-- Selected text follows --

I read this post by Ed Kilgore on Washington Monthly this week, and I have read it over several times. I hesitated sharing it immediately because it sounded overly optimistic and frankly, too liberal (anything that mentions “climate change” as a threat is usually dismissed completely by some, even though the real debate on climate change should be the cause, not the fact that it is happening at all). Perhaps it is optimistic in places. It is difficult to view the world through the lens of a 24 hour news cycle as anything but unstable and chaotic. Images from across the globe of civilized people going about their daily business in peace and safety do not make for riveting television.
The closing paragraph resonates with my more “let’s hear both sides” pragmatic bent, and I agree with its’ sentiment. National security and foreign policy should never be one note topics, and neither should be directed exclusively with an eye to what happened yesterday. That’s the job of historians. Both national security and foreign policy are shaped by nuance and detail, and require an eye to the future. Neither is effectively managed through mindless shouting and bumper sticker sloganeering.

-- Selected text concluded --
-- Recorded data follows --

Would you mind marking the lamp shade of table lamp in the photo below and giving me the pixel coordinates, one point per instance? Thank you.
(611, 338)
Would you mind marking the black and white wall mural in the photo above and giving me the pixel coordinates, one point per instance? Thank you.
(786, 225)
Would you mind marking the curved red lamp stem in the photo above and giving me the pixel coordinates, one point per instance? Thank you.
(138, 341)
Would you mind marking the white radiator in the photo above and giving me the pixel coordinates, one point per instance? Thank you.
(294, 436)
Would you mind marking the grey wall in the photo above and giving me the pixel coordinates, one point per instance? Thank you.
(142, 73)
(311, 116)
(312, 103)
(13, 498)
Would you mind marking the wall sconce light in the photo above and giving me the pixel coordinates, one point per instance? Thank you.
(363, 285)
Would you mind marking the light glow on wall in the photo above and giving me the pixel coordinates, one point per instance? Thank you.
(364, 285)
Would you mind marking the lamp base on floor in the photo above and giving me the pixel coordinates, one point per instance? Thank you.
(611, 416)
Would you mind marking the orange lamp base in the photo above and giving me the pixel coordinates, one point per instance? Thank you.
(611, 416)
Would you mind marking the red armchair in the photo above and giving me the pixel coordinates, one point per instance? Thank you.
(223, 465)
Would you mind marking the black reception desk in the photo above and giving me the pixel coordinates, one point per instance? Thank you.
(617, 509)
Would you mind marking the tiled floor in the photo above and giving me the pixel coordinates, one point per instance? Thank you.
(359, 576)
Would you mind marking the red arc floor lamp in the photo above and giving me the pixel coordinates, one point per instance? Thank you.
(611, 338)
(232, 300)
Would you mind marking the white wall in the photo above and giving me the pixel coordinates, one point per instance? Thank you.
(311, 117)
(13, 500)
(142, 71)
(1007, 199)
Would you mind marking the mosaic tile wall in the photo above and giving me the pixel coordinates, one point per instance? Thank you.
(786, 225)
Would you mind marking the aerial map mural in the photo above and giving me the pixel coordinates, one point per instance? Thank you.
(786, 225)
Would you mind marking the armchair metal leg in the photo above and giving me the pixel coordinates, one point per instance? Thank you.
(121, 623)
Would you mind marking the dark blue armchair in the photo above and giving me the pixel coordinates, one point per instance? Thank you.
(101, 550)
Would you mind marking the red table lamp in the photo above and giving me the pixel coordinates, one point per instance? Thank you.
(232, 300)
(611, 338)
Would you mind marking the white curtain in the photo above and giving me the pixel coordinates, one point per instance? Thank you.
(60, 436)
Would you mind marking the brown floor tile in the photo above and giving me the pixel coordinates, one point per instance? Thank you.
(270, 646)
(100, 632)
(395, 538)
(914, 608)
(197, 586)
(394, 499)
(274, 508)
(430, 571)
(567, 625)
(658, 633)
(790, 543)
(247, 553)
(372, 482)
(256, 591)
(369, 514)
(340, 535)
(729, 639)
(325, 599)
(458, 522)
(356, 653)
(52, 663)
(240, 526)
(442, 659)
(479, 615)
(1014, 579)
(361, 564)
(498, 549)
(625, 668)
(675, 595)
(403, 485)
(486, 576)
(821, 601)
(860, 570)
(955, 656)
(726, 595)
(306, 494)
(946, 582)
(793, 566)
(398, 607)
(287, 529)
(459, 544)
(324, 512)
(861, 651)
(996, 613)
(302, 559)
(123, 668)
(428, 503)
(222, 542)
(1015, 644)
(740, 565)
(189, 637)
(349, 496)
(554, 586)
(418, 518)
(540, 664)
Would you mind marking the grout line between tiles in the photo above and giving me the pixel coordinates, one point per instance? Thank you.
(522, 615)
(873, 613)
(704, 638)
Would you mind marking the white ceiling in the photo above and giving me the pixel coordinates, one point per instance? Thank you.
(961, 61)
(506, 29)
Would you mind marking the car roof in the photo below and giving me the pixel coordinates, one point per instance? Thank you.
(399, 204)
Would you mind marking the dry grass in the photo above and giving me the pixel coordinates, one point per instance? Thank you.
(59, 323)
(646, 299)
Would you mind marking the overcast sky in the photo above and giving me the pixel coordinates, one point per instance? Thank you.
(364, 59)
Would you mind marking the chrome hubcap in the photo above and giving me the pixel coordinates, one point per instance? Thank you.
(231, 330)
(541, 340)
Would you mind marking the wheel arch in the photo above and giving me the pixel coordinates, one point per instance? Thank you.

-- Recorded data concluded --

Assignment A: List every statement the second paragraph of the commentary on national security and foreign policy makes about those two subjects.
Assignment B:
Answer these questions using the commentary on national security and foreign policy:
(i) In what publication did the writer read Ed Kilgore's post?
(ii) What two reasons does the writer give for hesitating to share the post right away?
(iii) According to the writer, whose job is it to look at what happened yesterday?
Assignment C: Continue the commentary on national security and foreign policy from the end of its last sentence.

Written reply A:
- They should never be one note topics.
- Neither should be directed exclusively with an eye to what happened yesterday.
- Both are shaped by nuance and detail.
- Both require an eye to the future.
- Neither is effectively managed through mindless shouting and bumper sticker sloganeering.

Written reply B:
(i) Washington Monthly.
(ii) It sounded overly optimistic and too liberal.
(iii) Historians.

Written reply C:
From Ed Kilgore as posted on Washington Monthly:
There is a useful buzz this week surrounding an article in, of all places, Foreign Affairs magazine, by Michah Zenko and Michael Cohen, with the provocative title: “Clear and Present Safety.” It argues that despite the regular alarms issued by national security experts and politicians of both parties (most notably the Republican presidential candidates who regularly accuse the Obama administration of potentially catastrophic weakness in the face of powerful and sinister enemies), the U.S. and indeed the whole world are much safer than at any recent juncture. Here’s Zenko and Cohen’s succinct summary of current conditions:
The world that the United States inhabits today is a remarkably safe and secure place. It is a world with fewer violent conflicts and greater political freedom than at virtually any other point in human history. All over the world, people enjoy longer life expectancy and greater economic opportunity than ever before. The United States faces no plausible existential threats, no great-power rival, and no near-term competition for the role of global hegemon. The U.S. military is the world’s most powerful, and even in the middle of a sustained downturn, the U.S. economy remains among one of the world’s most vibrant and adaptive. Although the United States faces a host of international challenges, they pose little risk to the overwhelming majority of American citizens and can be managed with existing diplomatic, economic, and, to a much lesser extent, military tools.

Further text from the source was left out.